TASK DETAILS: For each entry that follows, write out an identical copy.
**** SUPPLIED MATERIAL
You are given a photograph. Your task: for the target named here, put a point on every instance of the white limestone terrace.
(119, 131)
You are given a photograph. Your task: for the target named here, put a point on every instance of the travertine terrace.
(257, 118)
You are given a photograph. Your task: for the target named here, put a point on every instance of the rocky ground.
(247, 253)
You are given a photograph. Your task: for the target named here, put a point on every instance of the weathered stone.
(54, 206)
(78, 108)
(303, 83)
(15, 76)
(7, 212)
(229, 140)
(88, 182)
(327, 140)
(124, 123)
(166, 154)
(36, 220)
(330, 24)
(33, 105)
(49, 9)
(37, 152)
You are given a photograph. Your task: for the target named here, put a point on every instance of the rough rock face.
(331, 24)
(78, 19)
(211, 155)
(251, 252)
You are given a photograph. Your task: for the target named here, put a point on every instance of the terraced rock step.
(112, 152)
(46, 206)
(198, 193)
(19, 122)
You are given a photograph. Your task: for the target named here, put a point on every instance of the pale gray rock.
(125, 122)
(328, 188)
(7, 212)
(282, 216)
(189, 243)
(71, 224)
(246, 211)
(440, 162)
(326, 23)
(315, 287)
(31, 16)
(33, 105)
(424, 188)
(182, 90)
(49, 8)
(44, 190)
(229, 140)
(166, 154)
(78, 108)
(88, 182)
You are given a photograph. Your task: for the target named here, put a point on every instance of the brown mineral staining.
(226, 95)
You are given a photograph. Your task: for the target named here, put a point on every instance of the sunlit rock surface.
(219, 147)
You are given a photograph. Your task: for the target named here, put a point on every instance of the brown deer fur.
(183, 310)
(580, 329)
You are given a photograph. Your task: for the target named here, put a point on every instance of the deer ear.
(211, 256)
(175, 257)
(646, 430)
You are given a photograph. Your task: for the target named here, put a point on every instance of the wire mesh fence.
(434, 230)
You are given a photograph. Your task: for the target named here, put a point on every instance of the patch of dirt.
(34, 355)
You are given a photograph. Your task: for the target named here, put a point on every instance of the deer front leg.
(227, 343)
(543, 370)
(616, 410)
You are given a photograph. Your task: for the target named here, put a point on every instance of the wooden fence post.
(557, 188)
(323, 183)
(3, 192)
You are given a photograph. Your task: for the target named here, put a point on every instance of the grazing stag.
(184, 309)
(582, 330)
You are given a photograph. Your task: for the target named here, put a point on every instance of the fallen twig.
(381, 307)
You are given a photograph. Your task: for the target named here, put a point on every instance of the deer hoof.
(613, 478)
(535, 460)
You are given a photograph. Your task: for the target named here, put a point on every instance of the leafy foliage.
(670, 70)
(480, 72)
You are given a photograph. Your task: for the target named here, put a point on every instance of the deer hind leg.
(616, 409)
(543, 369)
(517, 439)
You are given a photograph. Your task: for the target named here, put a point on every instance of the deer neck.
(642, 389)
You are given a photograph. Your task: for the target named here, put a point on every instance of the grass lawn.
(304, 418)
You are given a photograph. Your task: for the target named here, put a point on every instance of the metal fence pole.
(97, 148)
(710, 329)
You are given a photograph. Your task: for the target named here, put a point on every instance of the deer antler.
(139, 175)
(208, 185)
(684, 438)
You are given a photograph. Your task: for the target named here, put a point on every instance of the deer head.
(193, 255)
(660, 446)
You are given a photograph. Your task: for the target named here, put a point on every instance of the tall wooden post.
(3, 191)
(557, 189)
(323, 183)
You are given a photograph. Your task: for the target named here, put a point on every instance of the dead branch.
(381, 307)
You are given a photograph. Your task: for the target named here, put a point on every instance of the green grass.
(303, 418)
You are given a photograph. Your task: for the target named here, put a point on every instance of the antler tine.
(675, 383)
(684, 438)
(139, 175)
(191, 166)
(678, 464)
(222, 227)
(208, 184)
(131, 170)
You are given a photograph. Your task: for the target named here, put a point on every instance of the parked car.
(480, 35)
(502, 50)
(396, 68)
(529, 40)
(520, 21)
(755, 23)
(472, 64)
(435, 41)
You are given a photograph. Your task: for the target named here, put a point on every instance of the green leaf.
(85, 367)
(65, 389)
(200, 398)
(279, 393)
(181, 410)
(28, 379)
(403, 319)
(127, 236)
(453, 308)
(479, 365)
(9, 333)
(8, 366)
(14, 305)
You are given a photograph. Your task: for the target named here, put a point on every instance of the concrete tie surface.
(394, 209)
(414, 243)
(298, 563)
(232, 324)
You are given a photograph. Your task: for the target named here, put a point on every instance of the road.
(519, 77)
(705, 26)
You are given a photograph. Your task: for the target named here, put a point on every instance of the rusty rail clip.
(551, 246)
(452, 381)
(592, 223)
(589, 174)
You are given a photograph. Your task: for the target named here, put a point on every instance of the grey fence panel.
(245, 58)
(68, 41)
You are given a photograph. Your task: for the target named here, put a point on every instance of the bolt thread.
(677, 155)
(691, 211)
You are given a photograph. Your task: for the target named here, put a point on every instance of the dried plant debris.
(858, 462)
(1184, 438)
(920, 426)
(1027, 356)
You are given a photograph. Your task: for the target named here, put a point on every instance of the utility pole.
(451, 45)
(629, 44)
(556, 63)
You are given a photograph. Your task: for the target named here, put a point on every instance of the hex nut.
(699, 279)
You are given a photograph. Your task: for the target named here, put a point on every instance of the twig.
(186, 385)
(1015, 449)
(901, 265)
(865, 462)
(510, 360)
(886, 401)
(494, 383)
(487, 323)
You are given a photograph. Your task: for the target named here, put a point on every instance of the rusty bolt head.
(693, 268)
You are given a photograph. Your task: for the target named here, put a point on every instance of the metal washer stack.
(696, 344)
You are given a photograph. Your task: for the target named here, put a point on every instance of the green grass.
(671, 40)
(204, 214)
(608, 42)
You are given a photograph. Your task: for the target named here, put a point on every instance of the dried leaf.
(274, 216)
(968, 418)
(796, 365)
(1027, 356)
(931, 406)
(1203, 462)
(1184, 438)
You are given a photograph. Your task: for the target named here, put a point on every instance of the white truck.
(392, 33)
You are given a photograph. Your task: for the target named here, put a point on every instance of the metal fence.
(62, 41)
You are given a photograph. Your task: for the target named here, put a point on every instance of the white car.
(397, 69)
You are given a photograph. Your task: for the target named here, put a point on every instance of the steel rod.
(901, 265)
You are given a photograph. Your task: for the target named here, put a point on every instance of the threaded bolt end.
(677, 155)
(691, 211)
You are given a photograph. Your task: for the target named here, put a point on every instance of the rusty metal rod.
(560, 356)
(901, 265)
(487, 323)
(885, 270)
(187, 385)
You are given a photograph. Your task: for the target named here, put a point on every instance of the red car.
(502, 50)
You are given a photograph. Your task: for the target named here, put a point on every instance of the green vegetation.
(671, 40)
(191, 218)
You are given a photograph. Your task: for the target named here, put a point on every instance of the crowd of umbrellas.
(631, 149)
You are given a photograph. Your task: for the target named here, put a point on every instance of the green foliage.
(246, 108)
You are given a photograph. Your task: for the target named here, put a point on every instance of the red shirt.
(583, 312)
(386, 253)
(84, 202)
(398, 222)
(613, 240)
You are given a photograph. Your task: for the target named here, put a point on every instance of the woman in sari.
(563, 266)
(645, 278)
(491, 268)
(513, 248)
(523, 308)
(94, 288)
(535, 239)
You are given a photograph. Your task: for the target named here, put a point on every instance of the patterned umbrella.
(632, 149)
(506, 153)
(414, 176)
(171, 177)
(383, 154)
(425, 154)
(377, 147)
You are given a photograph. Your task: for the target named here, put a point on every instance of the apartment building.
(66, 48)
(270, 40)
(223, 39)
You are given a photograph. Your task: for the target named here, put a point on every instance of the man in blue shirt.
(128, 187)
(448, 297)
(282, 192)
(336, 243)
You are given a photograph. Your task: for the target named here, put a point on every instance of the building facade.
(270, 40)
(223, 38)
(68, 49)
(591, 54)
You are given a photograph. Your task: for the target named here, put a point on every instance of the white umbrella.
********
FINAL ANSWER:
You are given a photograph. Your task: for the target named here, put a point on every instance of the white limestone terrace.
(119, 131)
You are given a photograph. Your task: for the target named here, put a point on every instance of the travertine terrace.
(257, 118)
You are given a photograph. Your task: for the target named here, put a point on every instance of the rocky ground.
(247, 253)
You are given a photograph. Your task: for the target named here, put a point on every instance of the weathered stone.
(54, 206)
(78, 108)
(303, 83)
(15, 76)
(7, 212)
(229, 140)
(88, 182)
(327, 140)
(124, 123)
(166, 154)
(36, 220)
(330, 24)
(33, 105)
(49, 9)
(37, 152)
You are given a photograph. Your task: for the target named here, put a point on every instance of the rough rock face.
(331, 24)
(78, 19)
(211, 155)
(251, 252)
You are given a photograph. Your task: for the target named here, put a point on every instance of the terraced rock step.
(112, 152)
(46, 206)
(198, 193)
(19, 122)
You are given a photograph. Your task: for the target named here, put a point on every instance of the pale gray rock.
(125, 122)
(328, 188)
(7, 212)
(282, 216)
(189, 243)
(71, 224)
(246, 211)
(440, 162)
(326, 23)
(315, 287)
(31, 16)
(33, 105)
(424, 188)
(182, 90)
(49, 8)
(44, 190)
(229, 140)
(166, 154)
(78, 108)
(88, 182)
You are given a photograph. Your task: for the target named here, put a point on every instance of the brown mineral staining.
(226, 95)
You are given a photograph. Your task: for the target named here, put a point on every instance of the sunlit rock surface.
(219, 147)
You are given a photograph. Your task: for the target named here, put a point on every instance of the brown deer fur.
(183, 310)
(580, 329)
You are given a photograph. Your task: for the target named here, put a point on every instance of the deer ear.
(211, 256)
(175, 257)
(646, 430)
You are given a photograph. Your task: for the target named here, put a point on every instance of the wire mesh fence.
(434, 230)
You are given a photograph. Your task: for the target named here, put a point on every instance of the patch of dirt.
(34, 355)
You are given a photograph. Your task: for the target named here, put a point on every instance of the deer front leg.
(227, 343)
(543, 370)
(616, 410)
You are given a photograph. Your task: for the target named here, put a point on every instance of the wooden fence post.
(557, 188)
(323, 183)
(3, 192)
You are given a photograph. Your task: for the target named here, put a point on every instance of the grazing stag.
(184, 309)
(582, 330)
You are given a photograph. Your task: for the target named here, put a point on every instance of the fallen twig.
(381, 307)
You are given a photograph. Your task: for the target named here, put a point on every instance of the deer hoof.
(613, 478)
(535, 460)
You are given a photograph. Your task: for the target named here, put a point on every instance of the leafy foliage.
(670, 70)
(480, 72)
You are given a photograph. Your task: for the target named here, put a point on every instance of the deer hind leg.
(616, 409)
(543, 369)
(517, 439)
You are given a photograph. Your task: for the target named here, put a point on every instance of the deer neck.
(642, 389)
You are given a photograph. Your task: for the target named here, put a point on every instance of the grass lawn.
(304, 418)
You are given a photograph. Your task: for the target named here, put a point on every instance of the metal fence pole.
(97, 148)
(710, 329)
You are given a photograph. Your task: for the target named here, put a point on every instance of the deer antler.
(139, 175)
(208, 185)
(684, 438)
You are given a photograph. Your task: for the target named here, put a point on every instance of the deer head.
(193, 255)
(660, 446)
You are given a photograph. Your task: for the target named here, put a point on every instance of the tall wooden post.
(3, 191)
(557, 189)
(323, 183)
You are given a photograph. Your task: for the target named here, put a point on every instance of the dead branch.
(381, 307)
You are given a photograph. Your task: for the target named here, put a point on every instance of the green grass.
(303, 418)
You are given a photograph. Your task: for the target named here, put a point on every instance of the antler tine.
(675, 383)
(684, 438)
(139, 175)
(191, 166)
(678, 464)
(222, 227)
(208, 184)
(131, 170)
You are given a photograph. Your task: for the target named here, put a point on every instance of the parked car.
(480, 35)
(502, 50)
(396, 68)
(529, 40)
(520, 21)
(755, 23)
(472, 64)
(435, 41)
You are given a photograph. Your task: for the target named here, put a point on every instance of the green leaf.
(85, 367)
(65, 389)
(200, 398)
(279, 393)
(181, 410)
(28, 379)
(403, 319)
(127, 236)
(453, 308)
(479, 365)
(9, 333)
(8, 366)
(14, 305)
You are given a photograph. Your task: for the target named here, put a point on every instance of the concrete tie surface.
(394, 209)
(414, 243)
(298, 563)
(232, 324)
You are given a photograph. Your task: for the target named here, put a point on every instance of the road.
(519, 77)
(705, 26)
You are given a photograph. Your task: for the target named here, put a point on every instance of the rusty rail clip.
(551, 246)
(452, 381)
(592, 223)
(589, 174)
You are given a photograph. Your task: for the target named here, put a point on every instance of the grey fence panel.
(245, 58)
(68, 41)
You are given a photograph. Your task: for the target named here, put a point on every instance of the bolt thread.
(677, 155)
(691, 211)
You are given a photograph. Your task: for the target named here, put a point on every instance of the dried plant debris.
(858, 462)
(1184, 438)
(920, 426)
(1027, 356)
You are given a photograph. Your task: for the target named here, put a point on every instance of the utility pole.
(451, 45)
(629, 44)
(556, 63)
You are given a photograph. Your task: for the target named here, put a point on every instance of the hex nut.
(699, 279)
You are given a photograph. Your task: for the target named here, put a point on every instance of the twig.
(186, 385)
(1015, 449)
(901, 265)
(865, 462)
(510, 360)
(886, 401)
(494, 383)
(487, 323)
You are given a photograph. Your task: for the target named here, put a point on every instance of the rusty bolt head.
(693, 268)
You are given a photograph. Your task: for the target named here, put a point on every instance of the metal washer stack.
(696, 344)
You are given a photograph. Your task: for the target named here, put a point on every instance of the green grass.
(671, 40)
(204, 214)
(608, 42)
You are given a photograph. Your task: for the target named here, put a point on every instance of the dried leaf.
(274, 216)
(968, 418)
(796, 365)
(1027, 356)
(931, 406)
(1203, 462)
(1184, 438)
You are given a photograph. Your task: for the target named here, put a point on every instance of the white truck.
(392, 33)
You are given a photograph. Your task: for the target named here, put a point on every instance of the metal fence.
(62, 41)
You are given a photograph. Your task: for the target named here, put a point on every instance of the white car.
(397, 69)
You are given a photograph. Your task: for the target named here, put a point on every instance of the steel rod.
(901, 265)
You are given a photograph. Your task: for the target named here, put a point on every instance of the threaded bolt end.
(677, 155)
(691, 211)
You are given a photograph. Your task: for the target named here, put a point on every instance of the rusty metal rod.
(560, 356)
(901, 265)
(487, 323)
(885, 270)
(187, 385)
You are given a photograph. Your task: for the target named here, put a point on every instance of the red car.
(502, 50)
You are given a photograph. Your task: for the target named here, put a point on every instance of the green vegetation.
(671, 40)
(191, 218)
You are given a photograph. Your task: for the target named here, put a point on every instance of the crowd of umbrellas.
(631, 149)
You are given a photograph. Your task: for the target named here, put a point on every instance of the green foliage.
(246, 108)
You are given a photograph. Your task: for the target named here, put a point on every instance of the red shirt.
(583, 312)
(386, 253)
(84, 202)
(398, 222)
(613, 240)
You are given a photograph. Your task: for the target named here, put a point on every instance of the woman in sari.
(563, 266)
(645, 278)
(491, 268)
(513, 248)
(523, 308)
(94, 288)
(535, 239)
You are given a photograph. Your task: for the target named here, put a point on every instance of the patterned umbrella.
(632, 149)
(506, 153)
(414, 176)
(171, 177)
(383, 154)
(425, 154)
(377, 147)
You are given a photograph. Your task: for the target named here, put a point on every instance of the apartment building.
(66, 48)
(270, 40)
(223, 39)
You are given a photograph. Your task: for the target named here, put a point on every instance of the man in blue shirt.
(128, 187)
(448, 297)
(282, 192)
(336, 243)
You are given a photograph. Your task: for the target named here, put a point on every instance of the building facade.
(270, 40)
(223, 38)
(68, 49)
(591, 54)
You are given a photograph. Your task: for the target named here, put a point on every instance of the white umbrella.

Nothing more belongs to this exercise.